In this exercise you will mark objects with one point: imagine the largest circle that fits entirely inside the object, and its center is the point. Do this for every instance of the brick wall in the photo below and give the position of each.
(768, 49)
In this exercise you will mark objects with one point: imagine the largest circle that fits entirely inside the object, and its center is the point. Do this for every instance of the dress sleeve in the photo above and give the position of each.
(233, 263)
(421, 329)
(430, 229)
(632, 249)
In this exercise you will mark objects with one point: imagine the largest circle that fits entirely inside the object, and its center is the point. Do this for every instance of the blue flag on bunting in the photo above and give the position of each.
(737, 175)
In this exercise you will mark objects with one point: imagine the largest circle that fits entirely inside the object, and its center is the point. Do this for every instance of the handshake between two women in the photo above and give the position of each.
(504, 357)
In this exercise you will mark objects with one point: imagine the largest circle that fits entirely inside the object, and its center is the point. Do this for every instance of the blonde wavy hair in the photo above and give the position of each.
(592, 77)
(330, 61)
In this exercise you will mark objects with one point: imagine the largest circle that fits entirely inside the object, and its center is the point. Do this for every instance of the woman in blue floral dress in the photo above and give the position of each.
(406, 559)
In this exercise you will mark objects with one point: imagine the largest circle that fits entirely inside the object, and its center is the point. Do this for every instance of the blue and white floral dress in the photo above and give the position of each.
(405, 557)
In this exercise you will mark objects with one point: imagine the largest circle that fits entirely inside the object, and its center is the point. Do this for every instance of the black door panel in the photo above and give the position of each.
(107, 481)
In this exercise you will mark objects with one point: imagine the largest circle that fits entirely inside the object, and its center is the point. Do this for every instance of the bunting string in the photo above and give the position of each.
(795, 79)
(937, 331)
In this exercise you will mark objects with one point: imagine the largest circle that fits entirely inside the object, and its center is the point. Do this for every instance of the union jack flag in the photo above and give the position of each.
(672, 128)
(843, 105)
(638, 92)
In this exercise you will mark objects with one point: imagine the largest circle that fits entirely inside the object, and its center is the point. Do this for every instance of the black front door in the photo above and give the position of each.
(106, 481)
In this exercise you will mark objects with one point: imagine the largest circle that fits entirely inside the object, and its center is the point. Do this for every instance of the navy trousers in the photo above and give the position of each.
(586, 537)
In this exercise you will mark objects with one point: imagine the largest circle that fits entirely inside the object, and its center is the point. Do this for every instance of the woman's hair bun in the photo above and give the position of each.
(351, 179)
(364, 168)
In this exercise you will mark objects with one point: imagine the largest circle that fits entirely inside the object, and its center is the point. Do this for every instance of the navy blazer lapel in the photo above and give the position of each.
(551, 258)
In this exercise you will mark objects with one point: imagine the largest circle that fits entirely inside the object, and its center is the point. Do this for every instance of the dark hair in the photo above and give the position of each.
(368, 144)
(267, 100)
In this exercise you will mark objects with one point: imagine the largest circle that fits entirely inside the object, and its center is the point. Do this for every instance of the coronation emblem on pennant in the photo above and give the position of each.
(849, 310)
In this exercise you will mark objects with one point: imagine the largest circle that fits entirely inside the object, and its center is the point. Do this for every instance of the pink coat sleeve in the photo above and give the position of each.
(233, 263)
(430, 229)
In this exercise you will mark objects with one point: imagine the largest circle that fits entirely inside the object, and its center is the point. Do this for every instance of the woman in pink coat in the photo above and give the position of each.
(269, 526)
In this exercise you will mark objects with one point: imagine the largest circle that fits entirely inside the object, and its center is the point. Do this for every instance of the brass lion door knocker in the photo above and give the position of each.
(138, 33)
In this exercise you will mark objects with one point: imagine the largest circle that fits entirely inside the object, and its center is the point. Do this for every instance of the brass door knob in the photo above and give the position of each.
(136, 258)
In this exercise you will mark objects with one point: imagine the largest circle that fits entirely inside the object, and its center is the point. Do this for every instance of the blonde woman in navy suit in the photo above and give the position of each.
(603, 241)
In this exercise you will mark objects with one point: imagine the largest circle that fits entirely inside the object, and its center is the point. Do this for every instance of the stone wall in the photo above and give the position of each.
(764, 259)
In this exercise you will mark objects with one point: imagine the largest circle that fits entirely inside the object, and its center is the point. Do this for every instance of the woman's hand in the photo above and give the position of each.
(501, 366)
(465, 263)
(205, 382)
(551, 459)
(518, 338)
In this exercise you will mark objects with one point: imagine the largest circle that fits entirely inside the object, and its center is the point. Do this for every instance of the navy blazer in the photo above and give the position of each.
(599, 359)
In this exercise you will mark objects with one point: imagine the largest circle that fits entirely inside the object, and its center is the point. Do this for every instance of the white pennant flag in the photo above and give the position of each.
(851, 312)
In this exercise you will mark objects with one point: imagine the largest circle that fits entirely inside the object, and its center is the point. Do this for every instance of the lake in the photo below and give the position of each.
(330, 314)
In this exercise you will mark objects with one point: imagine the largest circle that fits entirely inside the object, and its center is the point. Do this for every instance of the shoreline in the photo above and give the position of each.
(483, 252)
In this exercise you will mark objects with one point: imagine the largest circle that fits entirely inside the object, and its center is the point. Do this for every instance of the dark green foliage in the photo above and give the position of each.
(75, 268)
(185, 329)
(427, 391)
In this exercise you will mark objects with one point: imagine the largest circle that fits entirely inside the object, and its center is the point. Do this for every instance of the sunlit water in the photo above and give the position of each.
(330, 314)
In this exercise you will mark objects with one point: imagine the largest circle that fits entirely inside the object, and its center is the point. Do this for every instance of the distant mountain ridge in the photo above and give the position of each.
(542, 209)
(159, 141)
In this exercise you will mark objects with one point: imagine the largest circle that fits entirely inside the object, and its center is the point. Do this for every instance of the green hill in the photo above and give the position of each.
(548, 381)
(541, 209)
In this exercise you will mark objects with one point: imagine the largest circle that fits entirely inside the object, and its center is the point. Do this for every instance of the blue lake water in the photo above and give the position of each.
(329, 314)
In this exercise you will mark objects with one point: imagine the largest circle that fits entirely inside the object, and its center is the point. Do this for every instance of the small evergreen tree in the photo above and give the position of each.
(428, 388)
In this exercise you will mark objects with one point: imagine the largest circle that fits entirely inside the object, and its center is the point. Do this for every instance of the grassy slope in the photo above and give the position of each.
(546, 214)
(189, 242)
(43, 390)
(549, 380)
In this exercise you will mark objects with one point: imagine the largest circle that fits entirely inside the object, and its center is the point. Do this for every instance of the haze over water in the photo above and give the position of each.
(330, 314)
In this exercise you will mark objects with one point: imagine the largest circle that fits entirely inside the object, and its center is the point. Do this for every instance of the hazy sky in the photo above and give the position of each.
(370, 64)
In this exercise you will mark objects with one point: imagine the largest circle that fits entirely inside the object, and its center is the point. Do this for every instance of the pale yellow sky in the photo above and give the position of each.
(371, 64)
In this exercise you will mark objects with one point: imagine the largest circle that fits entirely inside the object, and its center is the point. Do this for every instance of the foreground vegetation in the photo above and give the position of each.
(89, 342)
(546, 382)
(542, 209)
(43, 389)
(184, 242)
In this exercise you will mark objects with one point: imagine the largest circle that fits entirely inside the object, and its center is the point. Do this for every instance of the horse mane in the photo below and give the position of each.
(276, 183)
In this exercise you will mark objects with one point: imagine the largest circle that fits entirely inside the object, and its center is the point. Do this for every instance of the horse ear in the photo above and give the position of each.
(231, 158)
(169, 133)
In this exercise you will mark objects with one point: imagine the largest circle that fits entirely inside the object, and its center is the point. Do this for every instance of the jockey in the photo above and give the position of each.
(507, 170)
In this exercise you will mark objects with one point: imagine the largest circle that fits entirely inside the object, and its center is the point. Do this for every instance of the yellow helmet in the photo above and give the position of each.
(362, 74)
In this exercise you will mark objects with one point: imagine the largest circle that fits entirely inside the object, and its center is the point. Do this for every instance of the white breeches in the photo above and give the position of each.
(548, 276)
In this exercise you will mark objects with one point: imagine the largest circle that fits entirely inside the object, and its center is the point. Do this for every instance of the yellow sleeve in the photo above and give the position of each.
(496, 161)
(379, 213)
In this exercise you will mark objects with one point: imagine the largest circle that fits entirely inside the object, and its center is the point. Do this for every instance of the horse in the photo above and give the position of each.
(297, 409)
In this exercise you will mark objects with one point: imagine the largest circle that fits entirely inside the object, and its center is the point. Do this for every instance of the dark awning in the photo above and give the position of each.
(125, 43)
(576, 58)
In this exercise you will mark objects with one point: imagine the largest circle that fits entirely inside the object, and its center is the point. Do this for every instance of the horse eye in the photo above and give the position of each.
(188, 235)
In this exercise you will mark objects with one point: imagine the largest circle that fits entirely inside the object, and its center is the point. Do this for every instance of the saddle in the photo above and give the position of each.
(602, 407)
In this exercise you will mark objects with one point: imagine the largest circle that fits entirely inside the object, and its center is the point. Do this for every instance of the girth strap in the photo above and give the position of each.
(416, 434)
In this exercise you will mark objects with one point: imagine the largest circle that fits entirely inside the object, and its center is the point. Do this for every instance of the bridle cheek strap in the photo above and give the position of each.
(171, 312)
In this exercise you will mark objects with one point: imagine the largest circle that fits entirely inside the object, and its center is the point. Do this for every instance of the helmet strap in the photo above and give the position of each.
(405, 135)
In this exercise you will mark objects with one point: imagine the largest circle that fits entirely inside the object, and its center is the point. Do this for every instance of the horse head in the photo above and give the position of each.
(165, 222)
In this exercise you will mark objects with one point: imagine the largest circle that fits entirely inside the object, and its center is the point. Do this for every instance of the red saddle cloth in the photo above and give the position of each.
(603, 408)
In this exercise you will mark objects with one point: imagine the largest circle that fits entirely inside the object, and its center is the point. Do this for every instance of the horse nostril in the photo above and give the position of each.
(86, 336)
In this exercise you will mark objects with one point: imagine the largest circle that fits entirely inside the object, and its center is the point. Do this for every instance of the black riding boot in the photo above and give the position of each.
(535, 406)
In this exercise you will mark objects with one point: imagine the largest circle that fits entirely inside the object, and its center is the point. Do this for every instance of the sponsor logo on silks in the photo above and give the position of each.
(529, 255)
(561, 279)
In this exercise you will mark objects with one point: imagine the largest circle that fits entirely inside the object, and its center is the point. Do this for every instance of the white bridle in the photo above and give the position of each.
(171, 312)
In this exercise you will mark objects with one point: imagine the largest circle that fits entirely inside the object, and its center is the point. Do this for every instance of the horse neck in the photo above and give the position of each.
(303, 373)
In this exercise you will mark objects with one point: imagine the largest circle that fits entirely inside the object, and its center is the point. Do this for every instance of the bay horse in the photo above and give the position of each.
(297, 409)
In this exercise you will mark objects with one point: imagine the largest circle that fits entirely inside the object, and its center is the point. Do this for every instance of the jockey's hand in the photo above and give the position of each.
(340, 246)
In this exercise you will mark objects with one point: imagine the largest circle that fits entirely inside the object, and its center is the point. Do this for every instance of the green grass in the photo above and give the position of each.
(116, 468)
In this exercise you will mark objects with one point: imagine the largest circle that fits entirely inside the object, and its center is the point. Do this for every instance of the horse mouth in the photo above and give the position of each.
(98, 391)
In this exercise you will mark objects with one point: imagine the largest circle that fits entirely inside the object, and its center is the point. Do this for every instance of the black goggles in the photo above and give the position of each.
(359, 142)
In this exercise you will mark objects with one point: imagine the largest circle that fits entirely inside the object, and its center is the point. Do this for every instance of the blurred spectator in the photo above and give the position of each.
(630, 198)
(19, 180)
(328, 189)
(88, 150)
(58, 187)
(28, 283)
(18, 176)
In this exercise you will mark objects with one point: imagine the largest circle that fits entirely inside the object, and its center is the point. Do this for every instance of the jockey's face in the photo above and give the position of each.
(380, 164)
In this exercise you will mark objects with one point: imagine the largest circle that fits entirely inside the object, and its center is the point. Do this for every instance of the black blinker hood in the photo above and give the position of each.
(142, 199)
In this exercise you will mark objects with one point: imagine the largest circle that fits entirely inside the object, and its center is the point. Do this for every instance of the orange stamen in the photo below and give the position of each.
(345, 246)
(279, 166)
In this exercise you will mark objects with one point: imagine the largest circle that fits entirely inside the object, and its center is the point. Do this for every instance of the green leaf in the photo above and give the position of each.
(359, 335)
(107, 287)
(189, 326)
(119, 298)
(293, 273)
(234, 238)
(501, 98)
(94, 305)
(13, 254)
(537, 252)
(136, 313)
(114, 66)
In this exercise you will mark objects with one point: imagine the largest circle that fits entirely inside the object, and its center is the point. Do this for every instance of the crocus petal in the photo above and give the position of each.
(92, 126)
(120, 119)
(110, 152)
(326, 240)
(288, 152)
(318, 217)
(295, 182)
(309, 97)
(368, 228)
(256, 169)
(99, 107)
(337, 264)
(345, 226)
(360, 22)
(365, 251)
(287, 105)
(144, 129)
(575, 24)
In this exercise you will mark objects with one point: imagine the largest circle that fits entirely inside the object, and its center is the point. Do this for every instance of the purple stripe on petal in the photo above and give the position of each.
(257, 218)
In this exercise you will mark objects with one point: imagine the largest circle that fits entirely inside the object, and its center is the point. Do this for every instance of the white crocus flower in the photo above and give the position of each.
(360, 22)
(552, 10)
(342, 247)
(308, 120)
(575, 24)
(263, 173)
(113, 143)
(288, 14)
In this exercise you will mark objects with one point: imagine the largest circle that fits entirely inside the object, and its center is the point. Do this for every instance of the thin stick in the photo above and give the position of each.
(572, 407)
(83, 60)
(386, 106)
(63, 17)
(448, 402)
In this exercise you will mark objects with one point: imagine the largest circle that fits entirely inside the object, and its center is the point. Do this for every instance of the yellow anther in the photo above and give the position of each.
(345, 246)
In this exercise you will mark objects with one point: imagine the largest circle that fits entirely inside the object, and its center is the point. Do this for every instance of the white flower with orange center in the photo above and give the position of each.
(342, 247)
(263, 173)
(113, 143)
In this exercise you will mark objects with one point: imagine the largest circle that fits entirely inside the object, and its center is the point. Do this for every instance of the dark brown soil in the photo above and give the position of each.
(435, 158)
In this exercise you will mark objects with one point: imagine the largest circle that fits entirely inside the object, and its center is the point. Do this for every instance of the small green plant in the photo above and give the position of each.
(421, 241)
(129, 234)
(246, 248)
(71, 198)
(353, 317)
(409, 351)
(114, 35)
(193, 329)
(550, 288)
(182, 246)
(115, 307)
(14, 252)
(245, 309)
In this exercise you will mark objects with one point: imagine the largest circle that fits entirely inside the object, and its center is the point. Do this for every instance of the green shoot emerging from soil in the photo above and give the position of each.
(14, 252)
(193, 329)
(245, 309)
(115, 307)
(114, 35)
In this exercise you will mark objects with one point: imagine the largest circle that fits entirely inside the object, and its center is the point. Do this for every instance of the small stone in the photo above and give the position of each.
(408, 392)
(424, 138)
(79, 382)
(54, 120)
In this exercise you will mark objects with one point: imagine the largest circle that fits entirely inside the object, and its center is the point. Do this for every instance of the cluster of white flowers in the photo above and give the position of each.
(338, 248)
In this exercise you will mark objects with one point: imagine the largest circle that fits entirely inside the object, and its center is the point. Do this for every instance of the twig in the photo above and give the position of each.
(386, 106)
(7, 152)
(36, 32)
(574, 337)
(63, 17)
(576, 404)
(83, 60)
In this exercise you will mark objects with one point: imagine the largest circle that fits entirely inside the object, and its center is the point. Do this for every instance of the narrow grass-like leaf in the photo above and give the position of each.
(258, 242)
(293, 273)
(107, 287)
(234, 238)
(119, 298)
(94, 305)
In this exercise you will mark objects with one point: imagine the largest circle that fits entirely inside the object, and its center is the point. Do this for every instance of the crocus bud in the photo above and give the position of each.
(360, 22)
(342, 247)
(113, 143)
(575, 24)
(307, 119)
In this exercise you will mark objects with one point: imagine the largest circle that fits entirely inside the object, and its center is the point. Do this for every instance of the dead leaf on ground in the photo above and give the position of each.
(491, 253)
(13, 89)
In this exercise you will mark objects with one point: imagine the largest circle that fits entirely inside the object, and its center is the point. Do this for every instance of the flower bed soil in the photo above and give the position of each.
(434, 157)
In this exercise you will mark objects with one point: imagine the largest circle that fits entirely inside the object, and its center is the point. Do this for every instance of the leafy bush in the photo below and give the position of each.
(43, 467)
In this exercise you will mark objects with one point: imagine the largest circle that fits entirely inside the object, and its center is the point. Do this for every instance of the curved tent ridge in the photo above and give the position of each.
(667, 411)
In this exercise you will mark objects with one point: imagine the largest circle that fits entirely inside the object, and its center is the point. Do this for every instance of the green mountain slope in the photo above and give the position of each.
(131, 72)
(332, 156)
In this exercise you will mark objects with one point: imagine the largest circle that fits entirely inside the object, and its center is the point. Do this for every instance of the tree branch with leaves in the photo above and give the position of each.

====

• [Work to complete] The output must consist solely of the lines from the one containing "of the flower" through the end of the listing, unaltered.

• [Reply to the exercise]
In this exercise you will mark objects with one point: imagine the largest circle that fits entirely inside the object, and its center is the point. Do this for every instance of the flower bed soil in the photo above and give the position of each.
(434, 157)
In this exercise you will mark objects with one point: imagine the largest circle that fits entirely inside the object, and its center is the point. Do this for every instance of the leafy bush in the photo below and give the position of each.
(43, 467)
In this exercise you will mark objects with one point: imagine the largest circle that fits entirely inside the object, and its center is the point. Do this for every instance of the curved tent ridge in the photo above and give the position of each.
(667, 411)
In this exercise you will mark objects with one point: imagine the largest circle that fits entirely inside the object, and its center is the point. Do this for every instance of the green mountain slope in the photo above and give the position of each.
(131, 72)
(332, 156)
In this exercise you will mark objects with one point: imagine the largest circle that fits entirely inside the object, and its center is the point. Do this for every instance of the tree branch with leaves in the photo above and give the position of each.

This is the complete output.